◆ **Stored dataset items**

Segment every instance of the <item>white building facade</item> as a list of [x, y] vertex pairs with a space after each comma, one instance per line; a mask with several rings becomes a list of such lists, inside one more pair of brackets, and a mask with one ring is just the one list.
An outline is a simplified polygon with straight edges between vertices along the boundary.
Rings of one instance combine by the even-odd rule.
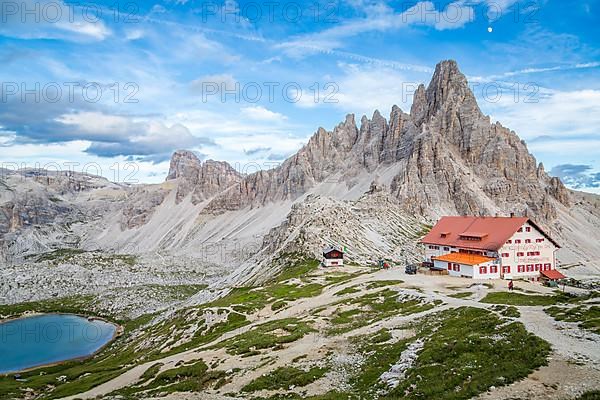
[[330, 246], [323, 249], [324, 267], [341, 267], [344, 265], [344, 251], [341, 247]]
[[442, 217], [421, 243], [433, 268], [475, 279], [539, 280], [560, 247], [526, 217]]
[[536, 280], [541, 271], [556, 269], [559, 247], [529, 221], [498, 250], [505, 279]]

...

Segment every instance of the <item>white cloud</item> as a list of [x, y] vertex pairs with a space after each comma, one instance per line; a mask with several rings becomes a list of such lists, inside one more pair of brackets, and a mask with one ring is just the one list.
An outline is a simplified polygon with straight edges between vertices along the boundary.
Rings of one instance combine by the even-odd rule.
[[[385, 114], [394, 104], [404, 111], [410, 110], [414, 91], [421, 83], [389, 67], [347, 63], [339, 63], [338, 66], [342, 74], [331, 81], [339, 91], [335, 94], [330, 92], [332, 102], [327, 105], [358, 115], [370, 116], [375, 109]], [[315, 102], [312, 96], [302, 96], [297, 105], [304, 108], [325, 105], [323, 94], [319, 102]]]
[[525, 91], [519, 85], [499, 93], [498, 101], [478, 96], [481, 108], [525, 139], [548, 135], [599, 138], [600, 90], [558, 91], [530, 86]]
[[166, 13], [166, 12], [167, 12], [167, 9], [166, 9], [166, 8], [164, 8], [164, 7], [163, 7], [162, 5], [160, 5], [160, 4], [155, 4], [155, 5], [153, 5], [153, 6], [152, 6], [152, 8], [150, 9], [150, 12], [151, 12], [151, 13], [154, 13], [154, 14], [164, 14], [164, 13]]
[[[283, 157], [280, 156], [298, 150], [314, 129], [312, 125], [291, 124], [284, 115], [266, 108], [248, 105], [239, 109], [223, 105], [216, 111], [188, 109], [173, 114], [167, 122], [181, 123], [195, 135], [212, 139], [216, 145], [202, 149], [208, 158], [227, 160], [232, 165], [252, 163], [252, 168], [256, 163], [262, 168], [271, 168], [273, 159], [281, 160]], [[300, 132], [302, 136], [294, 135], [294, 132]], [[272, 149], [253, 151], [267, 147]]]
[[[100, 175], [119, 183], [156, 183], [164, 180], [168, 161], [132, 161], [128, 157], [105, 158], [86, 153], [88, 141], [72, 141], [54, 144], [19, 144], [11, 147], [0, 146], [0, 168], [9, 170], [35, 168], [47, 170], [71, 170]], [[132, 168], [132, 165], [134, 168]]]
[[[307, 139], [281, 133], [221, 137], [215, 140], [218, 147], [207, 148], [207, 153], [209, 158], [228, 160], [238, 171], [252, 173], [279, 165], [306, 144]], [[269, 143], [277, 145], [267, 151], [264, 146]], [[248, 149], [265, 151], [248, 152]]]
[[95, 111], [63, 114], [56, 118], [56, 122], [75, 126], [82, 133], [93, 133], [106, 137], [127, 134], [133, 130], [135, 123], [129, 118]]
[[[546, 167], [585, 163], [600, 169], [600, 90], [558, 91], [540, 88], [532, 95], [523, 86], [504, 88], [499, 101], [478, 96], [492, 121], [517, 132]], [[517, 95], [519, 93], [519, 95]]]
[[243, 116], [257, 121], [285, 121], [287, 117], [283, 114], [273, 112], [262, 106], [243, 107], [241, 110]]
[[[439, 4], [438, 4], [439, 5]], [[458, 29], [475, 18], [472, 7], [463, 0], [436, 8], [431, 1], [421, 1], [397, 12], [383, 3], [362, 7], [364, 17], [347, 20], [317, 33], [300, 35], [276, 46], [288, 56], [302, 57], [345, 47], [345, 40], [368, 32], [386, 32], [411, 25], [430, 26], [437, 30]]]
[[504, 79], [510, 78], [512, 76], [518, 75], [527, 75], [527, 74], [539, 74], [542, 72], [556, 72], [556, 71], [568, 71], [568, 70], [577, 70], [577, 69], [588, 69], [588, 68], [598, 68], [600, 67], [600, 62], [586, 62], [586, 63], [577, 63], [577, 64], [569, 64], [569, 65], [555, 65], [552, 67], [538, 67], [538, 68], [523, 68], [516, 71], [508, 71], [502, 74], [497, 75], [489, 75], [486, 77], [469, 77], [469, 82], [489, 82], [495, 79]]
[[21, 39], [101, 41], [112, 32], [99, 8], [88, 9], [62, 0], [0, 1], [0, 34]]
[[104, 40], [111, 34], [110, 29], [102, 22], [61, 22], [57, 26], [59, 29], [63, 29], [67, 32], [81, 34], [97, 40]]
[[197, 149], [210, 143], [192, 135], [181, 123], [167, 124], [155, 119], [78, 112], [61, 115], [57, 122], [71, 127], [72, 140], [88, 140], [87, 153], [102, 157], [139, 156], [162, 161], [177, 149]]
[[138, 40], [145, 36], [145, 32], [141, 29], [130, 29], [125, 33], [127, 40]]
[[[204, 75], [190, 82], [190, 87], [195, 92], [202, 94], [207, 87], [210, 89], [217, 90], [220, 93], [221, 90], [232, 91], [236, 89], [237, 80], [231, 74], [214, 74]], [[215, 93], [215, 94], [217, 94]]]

◆ **Work instructions**
Provide only the count of lines within the entries above that include the string "comma".

◆ **Exercise solution**
2